Requirement
Reproduce each of the entries below word for word, with every line unchanged.

****************

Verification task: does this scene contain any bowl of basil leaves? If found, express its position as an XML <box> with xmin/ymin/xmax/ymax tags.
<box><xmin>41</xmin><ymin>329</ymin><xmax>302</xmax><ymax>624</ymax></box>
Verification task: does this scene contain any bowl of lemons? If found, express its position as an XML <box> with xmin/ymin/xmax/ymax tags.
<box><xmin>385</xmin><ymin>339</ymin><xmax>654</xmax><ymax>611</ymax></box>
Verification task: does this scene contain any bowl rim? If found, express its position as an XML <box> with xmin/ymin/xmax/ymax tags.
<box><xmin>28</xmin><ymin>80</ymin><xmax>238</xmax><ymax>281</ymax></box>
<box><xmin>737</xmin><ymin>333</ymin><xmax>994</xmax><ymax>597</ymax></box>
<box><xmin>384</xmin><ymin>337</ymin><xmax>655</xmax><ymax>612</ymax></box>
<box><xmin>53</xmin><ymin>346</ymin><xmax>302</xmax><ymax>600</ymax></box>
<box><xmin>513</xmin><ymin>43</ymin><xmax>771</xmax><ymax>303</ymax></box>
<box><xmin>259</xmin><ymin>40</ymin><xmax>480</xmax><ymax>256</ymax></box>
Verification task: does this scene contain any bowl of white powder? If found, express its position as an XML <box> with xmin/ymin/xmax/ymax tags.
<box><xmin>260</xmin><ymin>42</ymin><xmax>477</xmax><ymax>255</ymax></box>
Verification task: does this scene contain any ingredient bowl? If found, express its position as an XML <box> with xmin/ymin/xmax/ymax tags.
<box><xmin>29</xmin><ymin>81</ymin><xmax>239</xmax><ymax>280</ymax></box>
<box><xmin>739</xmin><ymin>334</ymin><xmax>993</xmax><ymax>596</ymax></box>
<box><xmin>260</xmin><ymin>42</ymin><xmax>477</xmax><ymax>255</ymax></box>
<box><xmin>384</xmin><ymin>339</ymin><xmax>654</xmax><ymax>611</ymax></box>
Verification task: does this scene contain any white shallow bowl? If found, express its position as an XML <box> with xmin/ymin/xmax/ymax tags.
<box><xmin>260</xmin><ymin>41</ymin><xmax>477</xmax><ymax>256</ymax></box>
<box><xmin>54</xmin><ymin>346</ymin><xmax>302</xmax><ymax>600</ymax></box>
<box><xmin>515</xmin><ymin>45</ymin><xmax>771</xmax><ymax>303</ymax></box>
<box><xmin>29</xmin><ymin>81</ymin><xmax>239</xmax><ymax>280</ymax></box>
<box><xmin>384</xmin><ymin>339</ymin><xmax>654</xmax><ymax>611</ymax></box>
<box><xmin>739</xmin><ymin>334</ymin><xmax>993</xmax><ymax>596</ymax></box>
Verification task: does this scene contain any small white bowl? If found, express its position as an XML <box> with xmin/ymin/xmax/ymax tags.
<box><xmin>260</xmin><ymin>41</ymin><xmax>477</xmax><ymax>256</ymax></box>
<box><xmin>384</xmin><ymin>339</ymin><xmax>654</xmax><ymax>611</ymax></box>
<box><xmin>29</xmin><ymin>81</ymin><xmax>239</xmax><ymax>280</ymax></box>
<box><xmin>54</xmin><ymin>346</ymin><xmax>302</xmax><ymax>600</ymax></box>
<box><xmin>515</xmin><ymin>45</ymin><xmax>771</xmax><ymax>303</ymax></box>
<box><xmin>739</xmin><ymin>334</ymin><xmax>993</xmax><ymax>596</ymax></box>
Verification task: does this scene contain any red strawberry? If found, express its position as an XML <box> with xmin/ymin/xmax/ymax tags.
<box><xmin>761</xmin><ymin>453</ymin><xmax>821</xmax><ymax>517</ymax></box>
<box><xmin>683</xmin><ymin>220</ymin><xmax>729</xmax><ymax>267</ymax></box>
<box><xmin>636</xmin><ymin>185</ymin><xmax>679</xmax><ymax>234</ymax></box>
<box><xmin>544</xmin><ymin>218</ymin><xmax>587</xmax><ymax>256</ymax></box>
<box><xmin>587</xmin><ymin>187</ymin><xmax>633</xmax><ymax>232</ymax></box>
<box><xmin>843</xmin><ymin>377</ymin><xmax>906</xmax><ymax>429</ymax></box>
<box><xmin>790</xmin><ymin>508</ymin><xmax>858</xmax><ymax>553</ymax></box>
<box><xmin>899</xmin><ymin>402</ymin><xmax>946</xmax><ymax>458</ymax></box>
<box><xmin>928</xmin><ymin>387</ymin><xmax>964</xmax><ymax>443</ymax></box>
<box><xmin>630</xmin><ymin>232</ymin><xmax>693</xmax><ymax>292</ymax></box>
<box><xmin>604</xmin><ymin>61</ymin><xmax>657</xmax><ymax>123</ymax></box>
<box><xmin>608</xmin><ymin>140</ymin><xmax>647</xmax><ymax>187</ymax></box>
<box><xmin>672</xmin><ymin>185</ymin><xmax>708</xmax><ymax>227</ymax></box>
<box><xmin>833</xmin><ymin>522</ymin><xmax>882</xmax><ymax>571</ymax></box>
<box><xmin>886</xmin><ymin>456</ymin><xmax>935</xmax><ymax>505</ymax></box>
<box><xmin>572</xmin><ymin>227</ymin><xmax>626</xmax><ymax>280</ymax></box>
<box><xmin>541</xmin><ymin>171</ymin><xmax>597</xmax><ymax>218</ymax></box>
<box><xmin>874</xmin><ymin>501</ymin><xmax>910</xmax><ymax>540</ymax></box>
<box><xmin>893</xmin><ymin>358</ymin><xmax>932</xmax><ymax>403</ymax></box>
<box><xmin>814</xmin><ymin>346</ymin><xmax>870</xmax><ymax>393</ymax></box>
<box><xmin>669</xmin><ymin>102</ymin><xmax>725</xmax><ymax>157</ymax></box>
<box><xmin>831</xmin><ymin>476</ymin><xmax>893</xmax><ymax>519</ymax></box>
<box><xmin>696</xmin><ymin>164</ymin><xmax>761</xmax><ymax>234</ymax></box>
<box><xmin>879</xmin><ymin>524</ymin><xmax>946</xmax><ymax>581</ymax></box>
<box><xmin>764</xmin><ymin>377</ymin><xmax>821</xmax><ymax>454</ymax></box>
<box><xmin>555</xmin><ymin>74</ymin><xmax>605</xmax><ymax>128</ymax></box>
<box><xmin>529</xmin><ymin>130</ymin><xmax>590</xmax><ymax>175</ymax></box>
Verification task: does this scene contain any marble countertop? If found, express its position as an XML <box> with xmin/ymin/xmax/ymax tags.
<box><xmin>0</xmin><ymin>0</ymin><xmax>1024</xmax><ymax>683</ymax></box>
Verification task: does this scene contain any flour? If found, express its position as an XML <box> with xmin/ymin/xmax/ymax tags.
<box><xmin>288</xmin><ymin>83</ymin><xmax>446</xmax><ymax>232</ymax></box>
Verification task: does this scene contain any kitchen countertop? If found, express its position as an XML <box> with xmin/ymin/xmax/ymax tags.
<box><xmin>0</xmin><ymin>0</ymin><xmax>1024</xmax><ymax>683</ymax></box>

****************

Expected output
Verification task: does this scene contain any bowl of basil leaves? If found, express its position as an XML <box> with xmin/ymin/xmax/ymax tags.
<box><xmin>41</xmin><ymin>329</ymin><xmax>302</xmax><ymax>624</ymax></box>
Verification task: does this scene contain any bowl of lemons? If found, express its position as an XML <box> with xmin/ymin/xmax/ymax tags.
<box><xmin>385</xmin><ymin>339</ymin><xmax>654</xmax><ymax>611</ymax></box>
Verification task: does this scene contain any bowl rim? If found, express its position as an XML <box> with xmin/ymin/xmax/ymax tags.
<box><xmin>28</xmin><ymin>80</ymin><xmax>238</xmax><ymax>281</ymax></box>
<box><xmin>737</xmin><ymin>333</ymin><xmax>994</xmax><ymax>597</ymax></box>
<box><xmin>384</xmin><ymin>337</ymin><xmax>655</xmax><ymax>612</ymax></box>
<box><xmin>53</xmin><ymin>346</ymin><xmax>302</xmax><ymax>600</ymax></box>
<box><xmin>513</xmin><ymin>43</ymin><xmax>771</xmax><ymax>303</ymax></box>
<box><xmin>259</xmin><ymin>40</ymin><xmax>480</xmax><ymax>256</ymax></box>
Verification task: does this scene contain any bowl of white powder? If found, express its position as an XML <box> with xmin/ymin/xmax/ymax tags.
<box><xmin>260</xmin><ymin>42</ymin><xmax>477</xmax><ymax>255</ymax></box>
Verification task: does this scene contain any ingredient bowl? If found, express its position as an XML <box> with xmin/ymin/xmax/ymax tags.
<box><xmin>29</xmin><ymin>81</ymin><xmax>239</xmax><ymax>280</ymax></box>
<box><xmin>739</xmin><ymin>334</ymin><xmax>993</xmax><ymax>596</ymax></box>
<box><xmin>260</xmin><ymin>42</ymin><xmax>477</xmax><ymax>255</ymax></box>
<box><xmin>384</xmin><ymin>339</ymin><xmax>654</xmax><ymax>611</ymax></box>
Verification task: does this scene contain any white shallow bowl? If found, express its position as an XML <box> with xmin/ymin/xmax/ymax tags.
<box><xmin>260</xmin><ymin>41</ymin><xmax>477</xmax><ymax>256</ymax></box>
<box><xmin>54</xmin><ymin>346</ymin><xmax>302</xmax><ymax>600</ymax></box>
<box><xmin>515</xmin><ymin>45</ymin><xmax>771</xmax><ymax>303</ymax></box>
<box><xmin>29</xmin><ymin>81</ymin><xmax>239</xmax><ymax>280</ymax></box>
<box><xmin>384</xmin><ymin>339</ymin><xmax>654</xmax><ymax>611</ymax></box>
<box><xmin>739</xmin><ymin>334</ymin><xmax>993</xmax><ymax>596</ymax></box>
Verification task: does this scene contain any small white bowl? If found, express its position as an XML <box> with xmin/ymin/xmax/ymax tags.
<box><xmin>260</xmin><ymin>41</ymin><xmax>477</xmax><ymax>256</ymax></box>
<box><xmin>384</xmin><ymin>339</ymin><xmax>654</xmax><ymax>611</ymax></box>
<box><xmin>29</xmin><ymin>81</ymin><xmax>239</xmax><ymax>280</ymax></box>
<box><xmin>54</xmin><ymin>346</ymin><xmax>302</xmax><ymax>600</ymax></box>
<box><xmin>515</xmin><ymin>45</ymin><xmax>771</xmax><ymax>303</ymax></box>
<box><xmin>739</xmin><ymin>334</ymin><xmax>993</xmax><ymax>596</ymax></box>
Verification task: does this scene contain any red strawberry? If found, express its position as an XML <box> with xmin/ymin/xmax/ymax tags.
<box><xmin>761</xmin><ymin>453</ymin><xmax>821</xmax><ymax>517</ymax></box>
<box><xmin>683</xmin><ymin>220</ymin><xmax>729</xmax><ymax>267</ymax></box>
<box><xmin>636</xmin><ymin>185</ymin><xmax>679</xmax><ymax>234</ymax></box>
<box><xmin>544</xmin><ymin>218</ymin><xmax>587</xmax><ymax>256</ymax></box>
<box><xmin>587</xmin><ymin>187</ymin><xmax>633</xmax><ymax>232</ymax></box>
<box><xmin>843</xmin><ymin>377</ymin><xmax>906</xmax><ymax>429</ymax></box>
<box><xmin>790</xmin><ymin>508</ymin><xmax>858</xmax><ymax>553</ymax></box>
<box><xmin>899</xmin><ymin>402</ymin><xmax>946</xmax><ymax>458</ymax></box>
<box><xmin>928</xmin><ymin>387</ymin><xmax>964</xmax><ymax>443</ymax></box>
<box><xmin>630</xmin><ymin>232</ymin><xmax>693</xmax><ymax>292</ymax></box>
<box><xmin>604</xmin><ymin>61</ymin><xmax>657</xmax><ymax>123</ymax></box>
<box><xmin>608</xmin><ymin>140</ymin><xmax>647</xmax><ymax>187</ymax></box>
<box><xmin>672</xmin><ymin>185</ymin><xmax>708</xmax><ymax>227</ymax></box>
<box><xmin>833</xmin><ymin>522</ymin><xmax>882</xmax><ymax>571</ymax></box>
<box><xmin>886</xmin><ymin>456</ymin><xmax>935</xmax><ymax>505</ymax></box>
<box><xmin>572</xmin><ymin>227</ymin><xmax>626</xmax><ymax>280</ymax></box>
<box><xmin>541</xmin><ymin>171</ymin><xmax>597</xmax><ymax>218</ymax></box>
<box><xmin>874</xmin><ymin>501</ymin><xmax>910</xmax><ymax>540</ymax></box>
<box><xmin>893</xmin><ymin>358</ymin><xmax>932</xmax><ymax>403</ymax></box>
<box><xmin>814</xmin><ymin>346</ymin><xmax>870</xmax><ymax>393</ymax></box>
<box><xmin>669</xmin><ymin>102</ymin><xmax>725</xmax><ymax>157</ymax></box>
<box><xmin>831</xmin><ymin>476</ymin><xmax>893</xmax><ymax>519</ymax></box>
<box><xmin>696</xmin><ymin>164</ymin><xmax>761</xmax><ymax>234</ymax></box>
<box><xmin>879</xmin><ymin>524</ymin><xmax>946</xmax><ymax>581</ymax></box>
<box><xmin>764</xmin><ymin>377</ymin><xmax>821</xmax><ymax>454</ymax></box>
<box><xmin>555</xmin><ymin>74</ymin><xmax>605</xmax><ymax>128</ymax></box>
<box><xmin>529</xmin><ymin>130</ymin><xmax>590</xmax><ymax>175</ymax></box>
Verification task: does this scene contain any marble countertop? If found, express its position as an XML <box> with xmin/ymin/xmax/ymax tags.
<box><xmin>0</xmin><ymin>0</ymin><xmax>1024</xmax><ymax>683</ymax></box>
Verification task: does this scene contain any flour? If found, express its position as an XML <box> with xmin/ymin/xmax/ymax tags.
<box><xmin>288</xmin><ymin>83</ymin><xmax>446</xmax><ymax>232</ymax></box>
Verification task: does this scene contain any kitchen countertop? If found, express its position as an XML <box> with xmin/ymin/xmax/ymax tags.
<box><xmin>0</xmin><ymin>0</ymin><xmax>1024</xmax><ymax>683</ymax></box>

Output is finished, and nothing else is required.